■ **Directions**:
Reproduce, word for word, the stretch of the article on Yale graduates in New York from "Just for fun, the" through "young man said.".

■ **Document section**:
%%

NOT LONG AGO, at a party on the Lower East Side, a young man decided to play a trick on a girl he had only just met. A mutual friend had introduced them. He asked her where she had gone to school.
The answer was “Yale.”
“He was like, ‘Whoa, what was that like?’” the girl said recently, explaining that people always do this to her, and that she always tries to be matter-of-fact about it. “I was like, ‘Oh, you know, college! It was fun! Because what was I going to say?”
Just for fun, the man, who had also attended Yale, pretended he had gone to the university’s arch-rival, Harvard. “He asked me what house I was in,” said the girl, referring to Harvard’s residential living arrangements. “And I said, ‘Oh, actually, Yale has a college system …”
“Ah, interesting …” the young man said.
“Then, when he left,” the girl recalled, “his friend came and was like, ‘He was totally fucking with you! He was class of ’98.’”
Oh, Yalies: your sense of absurdity; your frank, open expression; your romantic innocence! As graduates of Ivy League colleges prepare en masse to descend on Manhattan for summer internships, it is worth noting the special quirks of the Yalie—the Yalien—a foreign creature characterized by a set of elusive, contradictory traits that separate him from everyone else clawing for power in this city.
It is hard to study him, however, because—unlike Harvardians—Yaliens do not gather in power hives like The New York Times or Saturday Night Live. Rather, they spread themselves across the city: galleries, law firms, and—hey, here’s one, Lorin Stein, new editor in chief of The Paris Review.
On the phone from his offices the other day, Mr. Stein (class of ’95) wistfully recalled his days running with the Yale off-campus crowd—by his description, a group of uncommonly intense and creatively inclined undergrads who ate meals and drank with grad students and professors, and who saw each other all the time and partied together.
“There was a sense that the institution made room for freaks,” Mr. Stein said. “It was a place where there were bars and cafes where you’d bump into people you really looked up to and wanted to learn from. There was a lot of self-directed reading going on. My friends were the kinds of people who often cut classes but took reading very seriously.” Then he came out with it: “New Haven was my idea of New York.”

%%

■ **Raw data**:
%%

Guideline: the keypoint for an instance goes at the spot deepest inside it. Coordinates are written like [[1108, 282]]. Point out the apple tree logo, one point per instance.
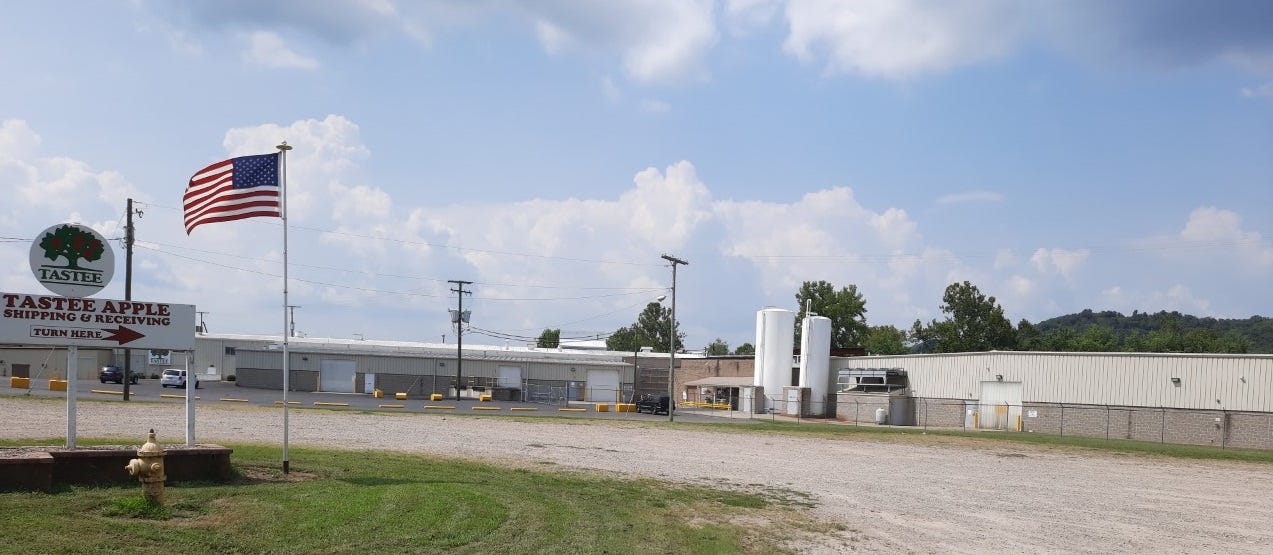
[[88, 266], [71, 243]]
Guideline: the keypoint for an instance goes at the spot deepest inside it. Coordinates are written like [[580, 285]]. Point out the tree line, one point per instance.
[[971, 321]]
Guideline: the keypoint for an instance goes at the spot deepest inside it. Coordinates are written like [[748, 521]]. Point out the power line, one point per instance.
[[443, 246], [626, 293]]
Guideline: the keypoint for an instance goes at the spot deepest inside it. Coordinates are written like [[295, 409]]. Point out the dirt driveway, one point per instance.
[[914, 495]]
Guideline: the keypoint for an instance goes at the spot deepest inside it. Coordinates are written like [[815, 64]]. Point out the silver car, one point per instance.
[[176, 377]]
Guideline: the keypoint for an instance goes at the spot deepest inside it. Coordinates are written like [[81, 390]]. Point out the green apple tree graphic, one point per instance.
[[73, 243]]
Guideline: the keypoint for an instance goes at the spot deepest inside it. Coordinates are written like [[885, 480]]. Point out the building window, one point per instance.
[[871, 379]]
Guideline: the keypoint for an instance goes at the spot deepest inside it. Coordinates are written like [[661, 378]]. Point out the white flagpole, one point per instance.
[[283, 211]]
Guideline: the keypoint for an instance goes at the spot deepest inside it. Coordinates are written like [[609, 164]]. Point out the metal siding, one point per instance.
[[1120, 379]]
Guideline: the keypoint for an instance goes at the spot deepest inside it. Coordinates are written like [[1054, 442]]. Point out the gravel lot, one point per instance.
[[894, 495]]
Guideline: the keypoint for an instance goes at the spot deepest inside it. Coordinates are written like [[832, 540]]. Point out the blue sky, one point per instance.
[[1058, 154]]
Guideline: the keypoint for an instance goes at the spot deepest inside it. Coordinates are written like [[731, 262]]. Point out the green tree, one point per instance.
[[1027, 336], [73, 243], [649, 330], [1096, 339], [886, 340], [845, 308], [974, 322], [718, 348], [549, 339]]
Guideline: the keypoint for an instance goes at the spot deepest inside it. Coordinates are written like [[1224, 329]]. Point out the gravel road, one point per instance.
[[919, 494]]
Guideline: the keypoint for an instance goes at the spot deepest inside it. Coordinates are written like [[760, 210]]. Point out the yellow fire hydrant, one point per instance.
[[149, 469]]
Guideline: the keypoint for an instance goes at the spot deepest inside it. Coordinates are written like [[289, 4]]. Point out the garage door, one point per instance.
[[337, 376], [604, 386], [509, 377], [1001, 405]]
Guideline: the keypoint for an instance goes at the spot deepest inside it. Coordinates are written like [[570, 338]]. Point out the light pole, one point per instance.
[[671, 341], [460, 317], [635, 353]]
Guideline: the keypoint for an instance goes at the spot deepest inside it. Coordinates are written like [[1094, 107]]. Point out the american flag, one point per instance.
[[232, 190]]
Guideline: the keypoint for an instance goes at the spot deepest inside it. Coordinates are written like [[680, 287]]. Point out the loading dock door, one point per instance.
[[1001, 405], [337, 376], [509, 377], [604, 386]]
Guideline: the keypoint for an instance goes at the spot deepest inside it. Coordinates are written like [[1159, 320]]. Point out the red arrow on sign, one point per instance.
[[122, 335]]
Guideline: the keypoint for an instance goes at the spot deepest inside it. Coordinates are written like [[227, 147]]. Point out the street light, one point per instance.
[[635, 353], [671, 341]]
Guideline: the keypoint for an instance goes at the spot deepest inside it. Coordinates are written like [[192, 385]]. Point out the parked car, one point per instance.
[[653, 404], [115, 374], [176, 377]]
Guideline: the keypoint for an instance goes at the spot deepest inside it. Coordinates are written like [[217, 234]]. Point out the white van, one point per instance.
[[176, 377]]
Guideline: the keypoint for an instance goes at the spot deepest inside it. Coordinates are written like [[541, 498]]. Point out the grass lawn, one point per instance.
[[343, 502]]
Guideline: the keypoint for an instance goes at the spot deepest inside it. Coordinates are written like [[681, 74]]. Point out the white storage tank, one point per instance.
[[815, 360], [775, 337]]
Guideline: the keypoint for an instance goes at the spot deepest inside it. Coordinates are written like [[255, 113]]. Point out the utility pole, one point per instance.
[[460, 318], [127, 289], [671, 340], [292, 318]]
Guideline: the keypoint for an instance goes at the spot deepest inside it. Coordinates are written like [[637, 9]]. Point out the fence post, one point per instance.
[[1062, 420], [1223, 430]]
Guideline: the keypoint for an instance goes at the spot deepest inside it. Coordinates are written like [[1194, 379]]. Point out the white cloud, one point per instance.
[[1175, 298], [971, 196], [745, 15], [1005, 260], [17, 140], [267, 50], [1059, 261], [1222, 234], [900, 38], [1264, 91], [653, 106], [1021, 285], [657, 41]]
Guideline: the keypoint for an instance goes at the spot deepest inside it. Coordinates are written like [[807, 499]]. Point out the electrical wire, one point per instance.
[[635, 292]]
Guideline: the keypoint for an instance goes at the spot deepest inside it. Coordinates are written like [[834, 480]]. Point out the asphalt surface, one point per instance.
[[229, 393]]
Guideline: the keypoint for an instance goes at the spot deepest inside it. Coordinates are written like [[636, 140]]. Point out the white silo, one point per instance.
[[815, 360], [775, 341]]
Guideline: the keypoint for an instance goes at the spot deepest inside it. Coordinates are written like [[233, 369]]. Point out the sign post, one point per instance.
[[75, 322]]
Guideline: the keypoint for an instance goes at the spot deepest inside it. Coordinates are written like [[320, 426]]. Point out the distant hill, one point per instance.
[[1157, 332]]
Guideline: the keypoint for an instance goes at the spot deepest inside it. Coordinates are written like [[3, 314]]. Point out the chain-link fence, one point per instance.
[[1220, 428]]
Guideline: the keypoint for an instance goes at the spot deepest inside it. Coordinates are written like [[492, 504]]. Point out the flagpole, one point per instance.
[[283, 211]]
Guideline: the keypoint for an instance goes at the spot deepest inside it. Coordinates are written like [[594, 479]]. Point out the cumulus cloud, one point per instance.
[[41, 191], [899, 38], [1059, 261], [1264, 91], [267, 50], [1174, 298], [971, 196], [1222, 231], [657, 41], [745, 15]]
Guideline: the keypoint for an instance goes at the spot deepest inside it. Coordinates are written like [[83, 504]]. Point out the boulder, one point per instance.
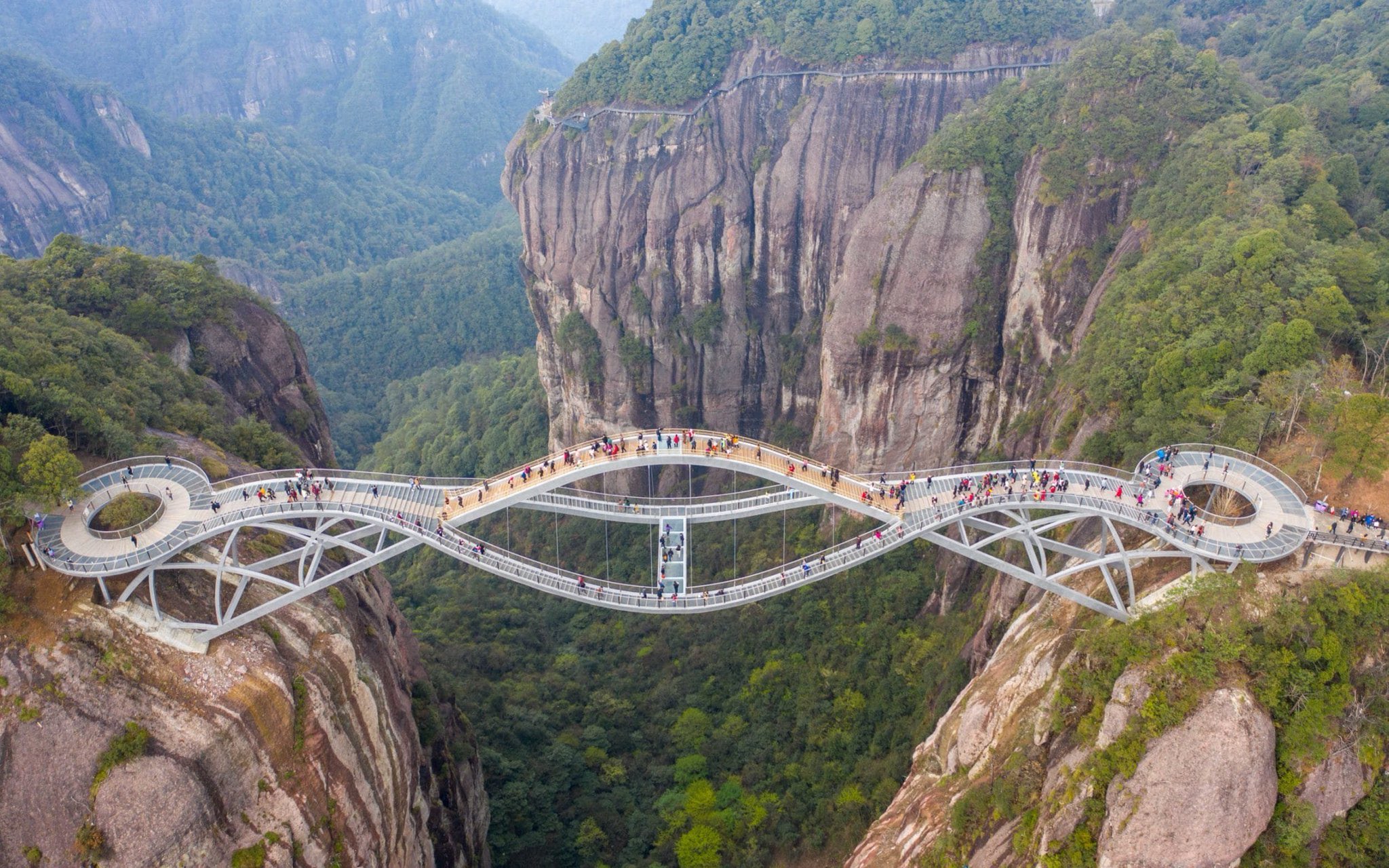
[[1200, 796], [1337, 785]]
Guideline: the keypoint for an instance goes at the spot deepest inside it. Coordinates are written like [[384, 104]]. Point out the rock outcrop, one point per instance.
[[1200, 796], [1203, 792], [1337, 784], [262, 368], [46, 186], [779, 258], [295, 735]]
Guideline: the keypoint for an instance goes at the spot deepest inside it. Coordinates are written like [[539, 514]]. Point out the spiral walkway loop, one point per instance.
[[361, 519]]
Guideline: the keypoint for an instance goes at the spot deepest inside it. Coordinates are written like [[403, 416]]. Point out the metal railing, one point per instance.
[[96, 473], [1205, 449], [140, 527]]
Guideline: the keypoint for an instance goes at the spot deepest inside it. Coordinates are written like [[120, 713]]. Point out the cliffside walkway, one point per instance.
[[580, 120], [361, 519]]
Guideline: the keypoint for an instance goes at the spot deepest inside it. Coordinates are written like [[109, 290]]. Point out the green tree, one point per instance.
[[49, 471], [1361, 437], [591, 841], [699, 848], [690, 730]]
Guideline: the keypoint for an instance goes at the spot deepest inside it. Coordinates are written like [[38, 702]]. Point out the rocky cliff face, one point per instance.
[[295, 735], [262, 368], [779, 258], [46, 186]]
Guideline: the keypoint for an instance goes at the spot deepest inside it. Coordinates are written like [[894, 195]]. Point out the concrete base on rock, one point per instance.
[[143, 617]]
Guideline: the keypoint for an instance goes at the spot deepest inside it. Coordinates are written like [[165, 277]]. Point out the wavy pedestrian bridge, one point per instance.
[[359, 519]]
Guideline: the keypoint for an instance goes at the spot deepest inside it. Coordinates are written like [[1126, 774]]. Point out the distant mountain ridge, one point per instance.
[[78, 159], [429, 90]]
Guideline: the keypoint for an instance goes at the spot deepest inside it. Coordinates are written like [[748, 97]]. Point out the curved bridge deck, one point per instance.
[[964, 509]]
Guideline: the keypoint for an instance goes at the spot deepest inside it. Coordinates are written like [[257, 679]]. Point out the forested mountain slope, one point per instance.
[[295, 741], [103, 343], [78, 159], [1177, 234], [370, 331], [429, 90], [576, 26]]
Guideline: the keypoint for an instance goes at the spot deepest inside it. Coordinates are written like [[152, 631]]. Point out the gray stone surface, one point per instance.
[[1200, 796]]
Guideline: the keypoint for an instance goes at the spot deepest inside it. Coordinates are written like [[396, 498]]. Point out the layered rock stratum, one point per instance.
[[779, 258], [295, 735]]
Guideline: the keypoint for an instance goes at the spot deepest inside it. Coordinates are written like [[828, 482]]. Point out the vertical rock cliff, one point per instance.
[[778, 258], [292, 738], [46, 186]]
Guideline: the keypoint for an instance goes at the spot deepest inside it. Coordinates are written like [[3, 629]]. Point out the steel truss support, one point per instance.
[[307, 559], [1030, 530]]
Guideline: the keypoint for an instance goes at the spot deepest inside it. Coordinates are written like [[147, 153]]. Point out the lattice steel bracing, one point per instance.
[[342, 523]]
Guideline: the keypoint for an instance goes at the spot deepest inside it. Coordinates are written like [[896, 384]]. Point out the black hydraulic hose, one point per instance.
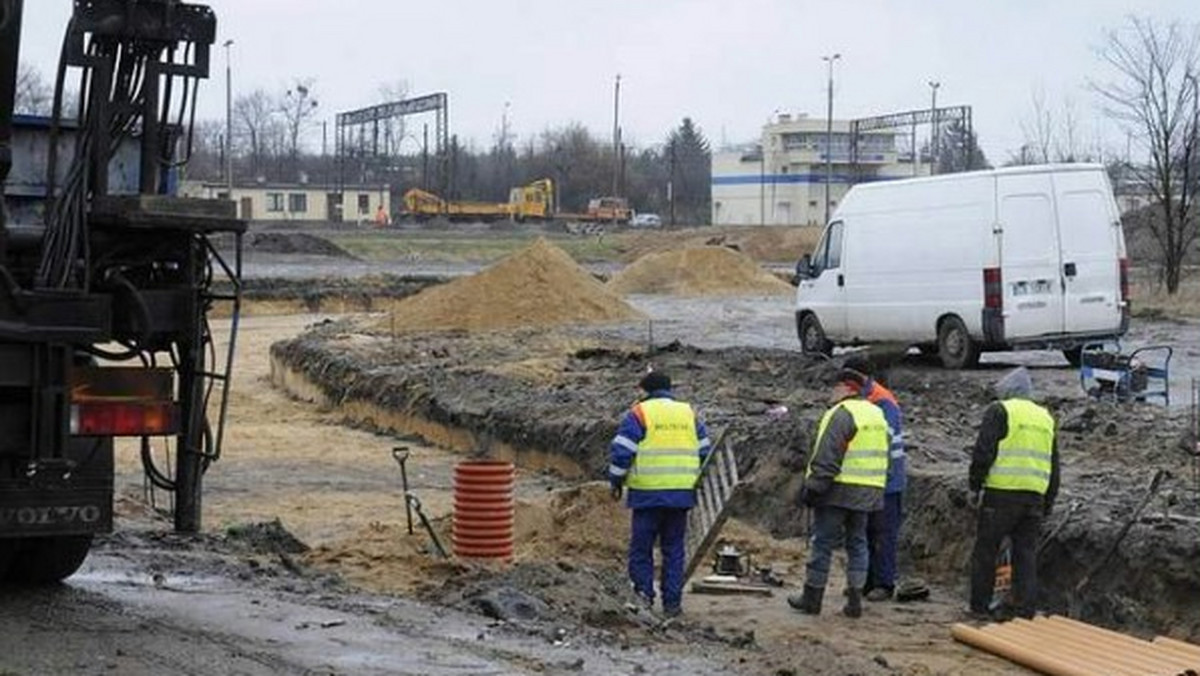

%%

■ **Final result**:
Just for fun, the man, who had also attended Yale, pretended he had gone to the university’s arch-rival, Harvard. “He asked me what house I was in,” said the girl, referring to Harvard’s residential living arrangements. “And I said, ‘Oh, actually, Yale has a college system …”
“Ah, interesting …” the young man said.